> EXERCISE AIM
How many lines below contain the string "fire"? Case matters, and your reply should be only the number.
* Begin THE INPUT *
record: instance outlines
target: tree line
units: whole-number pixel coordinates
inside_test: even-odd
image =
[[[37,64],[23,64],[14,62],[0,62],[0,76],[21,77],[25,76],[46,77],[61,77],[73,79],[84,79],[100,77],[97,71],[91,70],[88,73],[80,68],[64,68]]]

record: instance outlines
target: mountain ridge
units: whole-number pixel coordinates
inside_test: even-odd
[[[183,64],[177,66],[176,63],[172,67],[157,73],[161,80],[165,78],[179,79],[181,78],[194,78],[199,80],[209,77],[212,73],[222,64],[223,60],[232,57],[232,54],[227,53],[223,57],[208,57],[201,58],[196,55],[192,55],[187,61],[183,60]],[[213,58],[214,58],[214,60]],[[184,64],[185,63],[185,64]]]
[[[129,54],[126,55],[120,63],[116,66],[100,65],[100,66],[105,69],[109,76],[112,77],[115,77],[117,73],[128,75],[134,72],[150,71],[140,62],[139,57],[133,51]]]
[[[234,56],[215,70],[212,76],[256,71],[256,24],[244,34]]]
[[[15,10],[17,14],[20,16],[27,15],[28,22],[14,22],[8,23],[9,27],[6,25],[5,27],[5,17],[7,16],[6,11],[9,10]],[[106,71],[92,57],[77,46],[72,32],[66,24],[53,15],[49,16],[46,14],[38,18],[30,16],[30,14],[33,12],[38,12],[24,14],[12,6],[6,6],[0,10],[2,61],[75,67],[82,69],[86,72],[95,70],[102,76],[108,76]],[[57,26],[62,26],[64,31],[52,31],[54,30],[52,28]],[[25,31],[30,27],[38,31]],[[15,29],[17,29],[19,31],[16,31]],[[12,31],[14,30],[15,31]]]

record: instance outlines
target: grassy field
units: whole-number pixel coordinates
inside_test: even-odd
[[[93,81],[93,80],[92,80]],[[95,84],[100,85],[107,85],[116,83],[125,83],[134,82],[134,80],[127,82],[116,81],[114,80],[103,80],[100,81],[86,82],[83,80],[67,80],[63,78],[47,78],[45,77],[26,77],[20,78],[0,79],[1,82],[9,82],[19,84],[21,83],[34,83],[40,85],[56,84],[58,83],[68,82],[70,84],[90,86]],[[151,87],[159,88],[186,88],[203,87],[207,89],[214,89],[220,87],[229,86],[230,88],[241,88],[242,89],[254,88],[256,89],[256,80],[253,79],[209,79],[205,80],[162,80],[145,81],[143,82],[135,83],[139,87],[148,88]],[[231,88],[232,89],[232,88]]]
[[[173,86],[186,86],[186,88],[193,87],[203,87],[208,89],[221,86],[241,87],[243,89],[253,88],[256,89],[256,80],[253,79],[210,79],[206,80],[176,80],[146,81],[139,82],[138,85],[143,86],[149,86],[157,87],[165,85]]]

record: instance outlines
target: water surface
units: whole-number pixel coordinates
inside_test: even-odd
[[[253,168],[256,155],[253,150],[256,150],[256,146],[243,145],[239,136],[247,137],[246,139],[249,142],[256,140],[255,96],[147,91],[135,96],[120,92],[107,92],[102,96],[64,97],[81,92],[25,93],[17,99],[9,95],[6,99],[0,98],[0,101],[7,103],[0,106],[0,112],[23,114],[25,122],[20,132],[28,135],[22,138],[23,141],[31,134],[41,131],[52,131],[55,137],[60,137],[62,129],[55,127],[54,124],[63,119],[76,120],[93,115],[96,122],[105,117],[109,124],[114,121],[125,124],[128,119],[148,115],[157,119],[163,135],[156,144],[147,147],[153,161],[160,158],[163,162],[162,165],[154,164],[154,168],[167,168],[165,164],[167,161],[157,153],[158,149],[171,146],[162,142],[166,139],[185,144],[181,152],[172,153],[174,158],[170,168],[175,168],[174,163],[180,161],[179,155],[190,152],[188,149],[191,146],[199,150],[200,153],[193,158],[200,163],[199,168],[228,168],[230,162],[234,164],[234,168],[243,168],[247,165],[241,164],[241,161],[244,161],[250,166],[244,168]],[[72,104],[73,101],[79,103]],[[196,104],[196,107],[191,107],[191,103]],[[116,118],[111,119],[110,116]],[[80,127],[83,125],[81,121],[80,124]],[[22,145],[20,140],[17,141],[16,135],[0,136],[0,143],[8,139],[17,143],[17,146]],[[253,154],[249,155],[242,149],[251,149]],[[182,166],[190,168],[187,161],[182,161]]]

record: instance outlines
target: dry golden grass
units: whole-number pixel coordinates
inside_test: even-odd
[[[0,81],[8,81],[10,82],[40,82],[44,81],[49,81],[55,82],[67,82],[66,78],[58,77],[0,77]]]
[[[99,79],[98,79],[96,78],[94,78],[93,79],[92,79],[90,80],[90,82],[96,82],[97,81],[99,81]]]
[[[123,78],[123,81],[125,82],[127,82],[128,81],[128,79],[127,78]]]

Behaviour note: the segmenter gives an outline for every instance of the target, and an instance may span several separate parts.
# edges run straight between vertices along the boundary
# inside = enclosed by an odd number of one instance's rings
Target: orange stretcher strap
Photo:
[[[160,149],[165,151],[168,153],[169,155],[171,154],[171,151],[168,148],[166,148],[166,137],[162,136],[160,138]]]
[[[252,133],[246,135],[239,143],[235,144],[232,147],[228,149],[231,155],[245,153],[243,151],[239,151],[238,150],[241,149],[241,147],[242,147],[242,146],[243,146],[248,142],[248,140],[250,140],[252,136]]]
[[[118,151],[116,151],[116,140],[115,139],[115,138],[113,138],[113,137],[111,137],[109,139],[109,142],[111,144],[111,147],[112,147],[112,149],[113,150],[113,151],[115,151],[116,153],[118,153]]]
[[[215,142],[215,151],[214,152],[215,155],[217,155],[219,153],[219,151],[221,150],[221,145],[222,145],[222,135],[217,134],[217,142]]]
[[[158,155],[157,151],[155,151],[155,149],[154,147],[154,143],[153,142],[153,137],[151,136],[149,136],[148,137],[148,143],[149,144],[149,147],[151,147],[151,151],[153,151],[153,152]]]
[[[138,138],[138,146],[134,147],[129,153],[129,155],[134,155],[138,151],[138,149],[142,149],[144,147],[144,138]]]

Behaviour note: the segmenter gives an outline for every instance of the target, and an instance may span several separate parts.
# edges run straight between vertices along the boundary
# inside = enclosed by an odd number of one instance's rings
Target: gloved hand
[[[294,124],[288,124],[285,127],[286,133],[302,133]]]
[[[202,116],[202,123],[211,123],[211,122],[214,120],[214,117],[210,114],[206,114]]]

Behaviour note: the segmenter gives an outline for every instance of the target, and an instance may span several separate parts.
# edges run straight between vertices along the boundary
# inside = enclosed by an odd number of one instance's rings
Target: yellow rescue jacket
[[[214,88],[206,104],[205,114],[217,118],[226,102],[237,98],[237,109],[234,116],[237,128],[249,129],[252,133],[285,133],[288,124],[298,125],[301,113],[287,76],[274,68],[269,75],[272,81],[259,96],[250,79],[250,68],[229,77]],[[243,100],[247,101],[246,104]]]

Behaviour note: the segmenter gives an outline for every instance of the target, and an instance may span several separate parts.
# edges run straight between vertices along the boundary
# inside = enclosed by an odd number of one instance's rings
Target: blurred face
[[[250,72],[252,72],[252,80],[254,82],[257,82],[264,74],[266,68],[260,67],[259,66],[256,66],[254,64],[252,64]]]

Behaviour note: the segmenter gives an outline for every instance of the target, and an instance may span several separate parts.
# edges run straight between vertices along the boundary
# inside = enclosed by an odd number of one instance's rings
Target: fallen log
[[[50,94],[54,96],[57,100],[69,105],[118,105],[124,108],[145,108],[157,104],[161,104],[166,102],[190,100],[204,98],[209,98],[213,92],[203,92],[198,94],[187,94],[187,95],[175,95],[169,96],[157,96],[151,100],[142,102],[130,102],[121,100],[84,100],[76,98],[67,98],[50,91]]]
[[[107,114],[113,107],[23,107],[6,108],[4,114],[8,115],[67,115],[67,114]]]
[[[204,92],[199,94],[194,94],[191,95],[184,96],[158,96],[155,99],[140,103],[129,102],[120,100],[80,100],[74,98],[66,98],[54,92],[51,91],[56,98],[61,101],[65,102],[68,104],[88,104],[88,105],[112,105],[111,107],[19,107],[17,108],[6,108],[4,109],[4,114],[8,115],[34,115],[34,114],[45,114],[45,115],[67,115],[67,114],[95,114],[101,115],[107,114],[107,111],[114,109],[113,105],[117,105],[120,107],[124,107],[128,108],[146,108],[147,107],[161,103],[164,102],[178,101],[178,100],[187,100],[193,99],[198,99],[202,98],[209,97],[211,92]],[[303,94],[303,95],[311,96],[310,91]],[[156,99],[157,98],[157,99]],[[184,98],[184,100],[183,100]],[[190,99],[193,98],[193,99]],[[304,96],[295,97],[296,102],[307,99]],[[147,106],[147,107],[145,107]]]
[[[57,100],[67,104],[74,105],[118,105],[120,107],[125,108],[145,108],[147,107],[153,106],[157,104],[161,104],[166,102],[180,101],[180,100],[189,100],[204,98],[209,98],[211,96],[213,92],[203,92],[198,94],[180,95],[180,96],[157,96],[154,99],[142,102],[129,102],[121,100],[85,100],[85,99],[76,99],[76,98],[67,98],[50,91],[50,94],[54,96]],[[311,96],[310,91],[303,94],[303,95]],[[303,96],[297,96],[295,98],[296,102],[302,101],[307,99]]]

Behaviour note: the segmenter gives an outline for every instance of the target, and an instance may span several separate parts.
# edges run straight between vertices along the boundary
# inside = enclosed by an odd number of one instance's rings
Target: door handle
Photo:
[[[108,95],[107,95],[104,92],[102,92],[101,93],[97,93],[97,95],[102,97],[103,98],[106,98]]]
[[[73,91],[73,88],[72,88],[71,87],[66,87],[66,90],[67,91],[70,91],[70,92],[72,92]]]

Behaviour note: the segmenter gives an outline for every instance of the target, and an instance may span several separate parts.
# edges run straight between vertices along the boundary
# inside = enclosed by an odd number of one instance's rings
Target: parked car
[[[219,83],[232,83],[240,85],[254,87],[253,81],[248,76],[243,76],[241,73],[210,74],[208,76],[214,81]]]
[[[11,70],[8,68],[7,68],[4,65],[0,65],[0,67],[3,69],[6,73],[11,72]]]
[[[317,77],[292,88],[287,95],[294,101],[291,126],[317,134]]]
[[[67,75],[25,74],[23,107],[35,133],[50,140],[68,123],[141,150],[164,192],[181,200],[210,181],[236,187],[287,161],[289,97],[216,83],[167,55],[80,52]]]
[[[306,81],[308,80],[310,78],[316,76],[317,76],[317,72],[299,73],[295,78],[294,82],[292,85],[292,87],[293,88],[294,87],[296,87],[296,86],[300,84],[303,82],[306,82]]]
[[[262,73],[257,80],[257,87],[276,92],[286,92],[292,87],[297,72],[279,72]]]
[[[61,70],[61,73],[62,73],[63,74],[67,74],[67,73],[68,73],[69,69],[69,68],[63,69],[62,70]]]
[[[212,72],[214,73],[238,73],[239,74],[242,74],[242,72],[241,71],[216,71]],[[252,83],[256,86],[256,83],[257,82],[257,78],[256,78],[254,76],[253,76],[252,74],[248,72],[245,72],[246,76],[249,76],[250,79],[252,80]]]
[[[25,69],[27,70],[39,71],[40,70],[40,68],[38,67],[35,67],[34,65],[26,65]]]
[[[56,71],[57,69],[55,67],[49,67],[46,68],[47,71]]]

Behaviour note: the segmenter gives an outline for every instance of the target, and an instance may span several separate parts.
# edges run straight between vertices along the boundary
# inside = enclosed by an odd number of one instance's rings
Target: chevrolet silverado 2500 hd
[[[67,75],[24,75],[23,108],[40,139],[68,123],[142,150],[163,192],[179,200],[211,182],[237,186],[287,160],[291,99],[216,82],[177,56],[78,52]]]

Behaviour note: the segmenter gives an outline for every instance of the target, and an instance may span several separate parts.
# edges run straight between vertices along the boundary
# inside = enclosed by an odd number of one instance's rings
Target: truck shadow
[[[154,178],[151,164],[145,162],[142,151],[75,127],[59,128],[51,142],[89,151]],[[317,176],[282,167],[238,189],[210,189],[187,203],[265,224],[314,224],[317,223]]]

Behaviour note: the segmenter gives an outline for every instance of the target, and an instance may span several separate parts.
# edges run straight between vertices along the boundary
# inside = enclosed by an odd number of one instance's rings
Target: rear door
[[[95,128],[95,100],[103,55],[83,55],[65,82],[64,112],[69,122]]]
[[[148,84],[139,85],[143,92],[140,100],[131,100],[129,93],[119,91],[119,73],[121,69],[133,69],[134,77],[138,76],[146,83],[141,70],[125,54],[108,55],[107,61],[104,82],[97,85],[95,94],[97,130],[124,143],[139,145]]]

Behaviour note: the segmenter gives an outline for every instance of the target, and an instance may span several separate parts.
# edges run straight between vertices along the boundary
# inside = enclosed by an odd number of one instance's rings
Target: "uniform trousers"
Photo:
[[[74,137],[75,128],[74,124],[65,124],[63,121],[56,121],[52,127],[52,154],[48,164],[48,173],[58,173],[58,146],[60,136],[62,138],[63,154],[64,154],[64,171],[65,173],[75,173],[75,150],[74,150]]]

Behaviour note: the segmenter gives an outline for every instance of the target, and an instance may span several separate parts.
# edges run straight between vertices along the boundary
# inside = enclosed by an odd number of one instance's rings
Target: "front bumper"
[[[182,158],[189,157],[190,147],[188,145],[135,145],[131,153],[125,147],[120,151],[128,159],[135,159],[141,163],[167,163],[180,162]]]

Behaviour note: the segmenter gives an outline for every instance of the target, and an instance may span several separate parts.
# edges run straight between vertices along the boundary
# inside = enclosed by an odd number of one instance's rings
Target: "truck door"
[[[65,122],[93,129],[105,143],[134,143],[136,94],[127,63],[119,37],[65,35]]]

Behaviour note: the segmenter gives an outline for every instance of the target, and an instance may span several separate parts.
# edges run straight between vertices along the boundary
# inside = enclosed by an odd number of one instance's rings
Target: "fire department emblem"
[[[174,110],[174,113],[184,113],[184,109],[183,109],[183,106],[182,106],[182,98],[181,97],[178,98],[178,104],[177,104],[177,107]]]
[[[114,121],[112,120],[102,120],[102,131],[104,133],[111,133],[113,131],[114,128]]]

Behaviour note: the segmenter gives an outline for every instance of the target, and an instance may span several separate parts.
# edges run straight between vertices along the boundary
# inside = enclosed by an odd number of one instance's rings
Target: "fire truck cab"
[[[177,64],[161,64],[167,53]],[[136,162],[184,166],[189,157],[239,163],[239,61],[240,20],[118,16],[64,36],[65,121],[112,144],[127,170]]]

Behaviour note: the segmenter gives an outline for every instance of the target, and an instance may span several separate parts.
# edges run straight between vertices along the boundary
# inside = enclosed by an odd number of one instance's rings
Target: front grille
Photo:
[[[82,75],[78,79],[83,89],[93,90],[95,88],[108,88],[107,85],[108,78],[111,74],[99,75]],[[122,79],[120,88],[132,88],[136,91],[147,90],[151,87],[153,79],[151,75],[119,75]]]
* End THE INPUT *
> TASK RESULT
2